>>>>
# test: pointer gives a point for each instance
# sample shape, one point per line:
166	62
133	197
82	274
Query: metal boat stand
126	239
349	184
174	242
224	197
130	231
<<<<
• [Exercise aim]: Return every line of the material above unchanged, keeping the original order.

• [Reply]:
# test: pointer gives a point for each instance
# sample shape, one point per line:
166	62
133	197
82	274
Query: metal boat stand
126	239
349	184
174	242
224	197
130	231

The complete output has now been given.